→ **PARTS OF THE EXERCISE**
a - Reproduce the stretch of the CONNECTORS-598 comment from "So, can we just" through "too much trouble...".
b - In the CONNECTORS-598 comment, which connector should get a white list and a black list?

→ **DOCUMENT**
******************************

[ 
https://issues.apache.org/jira/browse/CONNECTORS-598?page=com.atlassian.jira.plugin.system.issuetabpanels:comment-tabpanel&focusedCommentId=13543973#comment-13543973
 ] 

David Morana commented on CONNECTORS-598:
-----------------------------------------

Well, we would like the bookmarks indexed even if it's an external link. So, 
external links just won't be crawled. Is this possible?
Here's an example of a bookmark:
In this case the href is http://www.fleetmon.com/products/services_data which 
is an external link.
So, can we just send the metadata (title, link, pubdate etc) to be indexed and 
not crawl this link? Basically, can we add a white list and a black list to 
the RSS connector? If it's not too much trouble...
What are your thoughts?

******************************

→ **DATA SEGMENT**
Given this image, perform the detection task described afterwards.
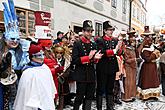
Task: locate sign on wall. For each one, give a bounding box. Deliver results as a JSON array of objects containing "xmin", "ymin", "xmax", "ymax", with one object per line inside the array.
[{"xmin": 35, "ymin": 11, "xmax": 51, "ymax": 39}]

******************************

→ **RESULTS BY TASK**
a -
So, can we just send the metadata (title, link, pubdate etc) to be indexed and 
not crawl this link? Basically, can we add a white list and a black list to 
the RSS connector? If it's not too much trouble...

b - The RSS connector.